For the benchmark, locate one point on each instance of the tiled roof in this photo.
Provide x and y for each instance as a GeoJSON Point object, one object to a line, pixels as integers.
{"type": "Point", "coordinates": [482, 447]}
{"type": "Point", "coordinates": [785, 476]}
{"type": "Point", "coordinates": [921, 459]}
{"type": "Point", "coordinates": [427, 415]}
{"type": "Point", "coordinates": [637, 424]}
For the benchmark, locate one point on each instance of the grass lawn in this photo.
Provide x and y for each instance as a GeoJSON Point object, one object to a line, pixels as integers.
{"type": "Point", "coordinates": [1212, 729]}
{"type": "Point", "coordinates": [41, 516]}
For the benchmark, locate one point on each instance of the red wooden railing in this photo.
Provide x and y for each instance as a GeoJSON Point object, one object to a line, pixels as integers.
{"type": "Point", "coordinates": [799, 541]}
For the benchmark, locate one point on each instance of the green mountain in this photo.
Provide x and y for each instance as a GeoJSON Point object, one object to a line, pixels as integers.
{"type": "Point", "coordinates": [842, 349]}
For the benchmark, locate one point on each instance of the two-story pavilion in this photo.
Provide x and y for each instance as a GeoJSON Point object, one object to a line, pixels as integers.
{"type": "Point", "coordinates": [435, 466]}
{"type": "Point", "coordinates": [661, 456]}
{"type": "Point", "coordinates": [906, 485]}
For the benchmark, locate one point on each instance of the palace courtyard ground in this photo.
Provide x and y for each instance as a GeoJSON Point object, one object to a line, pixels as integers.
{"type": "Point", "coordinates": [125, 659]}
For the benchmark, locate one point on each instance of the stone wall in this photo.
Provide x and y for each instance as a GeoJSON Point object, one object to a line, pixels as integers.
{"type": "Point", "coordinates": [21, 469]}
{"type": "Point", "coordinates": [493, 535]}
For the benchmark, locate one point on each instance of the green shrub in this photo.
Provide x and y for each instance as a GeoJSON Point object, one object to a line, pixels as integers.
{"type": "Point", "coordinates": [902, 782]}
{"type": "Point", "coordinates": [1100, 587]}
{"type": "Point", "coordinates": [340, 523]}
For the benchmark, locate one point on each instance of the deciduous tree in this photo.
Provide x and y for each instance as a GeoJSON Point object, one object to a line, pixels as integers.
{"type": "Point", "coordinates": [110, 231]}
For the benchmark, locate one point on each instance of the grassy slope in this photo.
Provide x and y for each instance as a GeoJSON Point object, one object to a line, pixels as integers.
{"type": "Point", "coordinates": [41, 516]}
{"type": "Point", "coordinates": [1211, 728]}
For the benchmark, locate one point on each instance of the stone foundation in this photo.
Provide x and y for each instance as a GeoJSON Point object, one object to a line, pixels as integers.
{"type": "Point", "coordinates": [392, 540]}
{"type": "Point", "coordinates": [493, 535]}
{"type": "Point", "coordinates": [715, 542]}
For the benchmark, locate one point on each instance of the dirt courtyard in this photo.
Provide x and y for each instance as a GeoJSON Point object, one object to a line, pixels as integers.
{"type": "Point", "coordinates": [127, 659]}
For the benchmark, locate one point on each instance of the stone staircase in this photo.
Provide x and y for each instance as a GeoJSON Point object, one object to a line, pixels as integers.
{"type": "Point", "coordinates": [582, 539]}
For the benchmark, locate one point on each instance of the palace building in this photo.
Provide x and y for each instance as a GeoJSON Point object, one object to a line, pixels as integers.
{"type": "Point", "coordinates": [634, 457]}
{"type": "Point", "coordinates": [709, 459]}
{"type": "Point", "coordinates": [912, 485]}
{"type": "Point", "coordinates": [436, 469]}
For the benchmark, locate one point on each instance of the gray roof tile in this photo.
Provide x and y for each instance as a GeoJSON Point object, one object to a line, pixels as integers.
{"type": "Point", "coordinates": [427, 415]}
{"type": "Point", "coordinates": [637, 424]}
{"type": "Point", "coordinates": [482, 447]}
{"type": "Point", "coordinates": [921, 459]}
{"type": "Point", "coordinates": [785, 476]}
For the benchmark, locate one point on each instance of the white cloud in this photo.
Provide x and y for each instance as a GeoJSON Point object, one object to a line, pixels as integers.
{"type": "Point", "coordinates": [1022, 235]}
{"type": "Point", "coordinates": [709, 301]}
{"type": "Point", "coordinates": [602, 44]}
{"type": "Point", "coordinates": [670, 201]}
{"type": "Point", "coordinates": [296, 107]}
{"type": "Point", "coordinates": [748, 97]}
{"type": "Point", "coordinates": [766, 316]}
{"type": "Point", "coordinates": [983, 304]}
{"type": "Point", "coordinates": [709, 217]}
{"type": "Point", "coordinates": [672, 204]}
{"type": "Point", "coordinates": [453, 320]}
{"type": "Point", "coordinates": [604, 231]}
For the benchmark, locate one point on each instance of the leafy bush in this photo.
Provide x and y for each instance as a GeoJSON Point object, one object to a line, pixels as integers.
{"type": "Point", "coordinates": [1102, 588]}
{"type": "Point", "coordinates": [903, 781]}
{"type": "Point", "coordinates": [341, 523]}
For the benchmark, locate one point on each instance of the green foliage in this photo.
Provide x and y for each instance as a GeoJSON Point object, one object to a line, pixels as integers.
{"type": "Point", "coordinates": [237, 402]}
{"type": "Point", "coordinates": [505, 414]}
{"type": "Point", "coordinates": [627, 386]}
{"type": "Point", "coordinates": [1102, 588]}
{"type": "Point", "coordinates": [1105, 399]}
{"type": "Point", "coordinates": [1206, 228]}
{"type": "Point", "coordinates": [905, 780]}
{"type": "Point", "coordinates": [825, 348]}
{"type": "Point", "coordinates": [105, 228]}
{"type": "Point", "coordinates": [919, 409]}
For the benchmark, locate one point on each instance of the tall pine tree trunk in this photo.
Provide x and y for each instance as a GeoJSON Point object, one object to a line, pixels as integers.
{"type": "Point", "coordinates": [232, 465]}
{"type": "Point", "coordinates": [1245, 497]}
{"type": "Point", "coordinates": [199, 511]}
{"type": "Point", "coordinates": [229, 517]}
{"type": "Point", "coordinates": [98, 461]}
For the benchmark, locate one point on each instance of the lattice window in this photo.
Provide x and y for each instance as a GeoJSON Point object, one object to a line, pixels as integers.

# TASK REQUIREMENTS
Repeat each of the entries above precisely as given.

# SOLVED EXERCISE
For the benchmark, locate one point on each instance of the tiled roof in this photo.
Provide x and y for each instance as a GeoJSON Point object, one object to a line, pixels as integers.
{"type": "Point", "coordinates": [482, 447]}
{"type": "Point", "coordinates": [785, 476]}
{"type": "Point", "coordinates": [921, 459]}
{"type": "Point", "coordinates": [427, 415]}
{"type": "Point", "coordinates": [637, 424]}
For the benchmark, locate one point on each instance of the grass lawn in this photo.
Provide x and y for each instance as a GeoJSON Point object, one object to a line, pixels as integers.
{"type": "Point", "coordinates": [1212, 729]}
{"type": "Point", "coordinates": [41, 516]}
For the benchmark, locate one point on each instance of the red wooden railing in this photo.
Provide x and y for each instance as a GeoJSON Point object, one object to a line, pixels as integers.
{"type": "Point", "coordinates": [799, 541]}
For the benchmark, locate one point on each instance of the green mountain in this photo.
Provide x and y for each instance as a GeoJSON Point object, one object to a line, pixels as integers.
{"type": "Point", "coordinates": [842, 349]}
For the benchmark, locate one point on each instance of the two-story pavilion in this photo.
Provide x and y for each instance as a GeoJSON Point object, one object to a line, pixels as integers.
{"type": "Point", "coordinates": [435, 466]}
{"type": "Point", "coordinates": [661, 456]}
{"type": "Point", "coordinates": [906, 485]}
For the benchmark, locate one point on each instance of the palace courtyard ground in this photo.
Provide x and y for each instance as a GeoJSON Point object, one object to a line, pixels as integers.
{"type": "Point", "coordinates": [125, 659]}
For the benchmark, locate one point on each instance of the stone wall in this photo.
Provide x and y for each instance as a GeoJSON Point object, one object to a line, pixels as integers.
{"type": "Point", "coordinates": [21, 469]}
{"type": "Point", "coordinates": [493, 535]}
For the benchmark, locate one point on each instance of the green shrub in this photo.
Provide x and y for each instance as a GeoJSON Point object, one object to a line, pixels as integers.
{"type": "Point", "coordinates": [902, 782]}
{"type": "Point", "coordinates": [1100, 587]}
{"type": "Point", "coordinates": [340, 523]}
For the benchmark, locate one point on each instance of the deciduous tree in this photo.
Provide x and y for each instance as a GeoJSON Point object, one object to a line, pixels as integers.
{"type": "Point", "coordinates": [110, 231]}
For the benchmark, locate one point on each instance of the grassy slope in this photo.
Provide x and y for each instance as a GeoJSON Point object, one object to a line, pixels as integers.
{"type": "Point", "coordinates": [41, 516]}
{"type": "Point", "coordinates": [1211, 728]}
For the benchmark, locate one point on each instance of the stone foundation in this photo.
Provide x and y for each instance as a GeoJSON Point object, one object to a line, pixels as integers.
{"type": "Point", "coordinates": [392, 540]}
{"type": "Point", "coordinates": [493, 535]}
{"type": "Point", "coordinates": [715, 542]}
For the benchmark, locate one point on each instance of the dirt courtyard in this photo.
Provide x and y for each instance as a GeoJSON Point object, one object to a line, pixels as integers.
{"type": "Point", "coordinates": [127, 659]}
For the benchmark, locate one point on each instance of the stone staircase in this photo.
Provide x and y for each instance as a GeoJSON Point object, one object to a line, pixels as integers.
{"type": "Point", "coordinates": [582, 539]}
For the benchmark, locate one point on each instance of the palace building in this photo.
Provide x and y for each instance as a GeoJSON Point object, one object to a line, pixels as integers.
{"type": "Point", "coordinates": [634, 457]}
{"type": "Point", "coordinates": [709, 459]}
{"type": "Point", "coordinates": [912, 485]}
{"type": "Point", "coordinates": [436, 469]}
For the benchmark, locate one point on each instance of the gray roof tile in this photo.
Provide x and y for each instance as a GeoJSON Point object, one object to a line, pixels as integers.
{"type": "Point", "coordinates": [427, 415]}
{"type": "Point", "coordinates": [637, 424]}
{"type": "Point", "coordinates": [482, 447]}
{"type": "Point", "coordinates": [921, 459]}
{"type": "Point", "coordinates": [785, 476]}
For the benchmark, locate one point on each instance of the white cloud in this photo.
Provide x and y for each instance as a GeoJSON Point object, one object to a line, pixels as integers.
{"type": "Point", "coordinates": [1022, 235]}
{"type": "Point", "coordinates": [709, 301]}
{"type": "Point", "coordinates": [602, 44]}
{"type": "Point", "coordinates": [670, 201]}
{"type": "Point", "coordinates": [296, 107]}
{"type": "Point", "coordinates": [748, 97]}
{"type": "Point", "coordinates": [766, 316]}
{"type": "Point", "coordinates": [983, 304]}
{"type": "Point", "coordinates": [709, 217]}
{"type": "Point", "coordinates": [672, 204]}
{"type": "Point", "coordinates": [453, 320]}
{"type": "Point", "coordinates": [604, 231]}
For the benchmark, locate one point on each instance of the leafy bush in this photo.
Provide x and y for each instance as a GeoJSON Point object, one object to a line, pixels as integers.
{"type": "Point", "coordinates": [1102, 588]}
{"type": "Point", "coordinates": [903, 781]}
{"type": "Point", "coordinates": [341, 523]}
For the benchmark, locate one point on each instance of the green foliage in this photo.
Provide x and y for each instance as a GeoJSON Point object, one object to a line, pixels as integers.
{"type": "Point", "coordinates": [237, 402]}
{"type": "Point", "coordinates": [505, 414]}
{"type": "Point", "coordinates": [627, 386]}
{"type": "Point", "coordinates": [1102, 588]}
{"type": "Point", "coordinates": [1105, 399]}
{"type": "Point", "coordinates": [1206, 228]}
{"type": "Point", "coordinates": [905, 780]}
{"type": "Point", "coordinates": [825, 348]}
{"type": "Point", "coordinates": [105, 228]}
{"type": "Point", "coordinates": [919, 409]}
For the benchmark, locate one point on each instance of the tall pine tree trunk in this photo.
Provide x and y for each instance as a GeoJSON Point object, one object to a line, pixels as integers.
{"type": "Point", "coordinates": [232, 465]}
{"type": "Point", "coordinates": [1245, 497]}
{"type": "Point", "coordinates": [199, 511]}
{"type": "Point", "coordinates": [229, 517]}
{"type": "Point", "coordinates": [98, 461]}
For the benchmark, locate one point on each instance of the lattice window in this photo.
Provide x and y for each instance as a GeoJSON Point object, one object to a line, pixels as integers.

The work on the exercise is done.